===== RECORDS FOR THIS EXERCISE

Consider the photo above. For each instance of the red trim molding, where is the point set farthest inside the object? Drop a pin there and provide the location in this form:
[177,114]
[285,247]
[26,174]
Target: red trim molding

==========

[EXERCISE GOAL] Provide only the count of lines in the data above that include the string "molding".

[PROBLEM SOLUTION] 2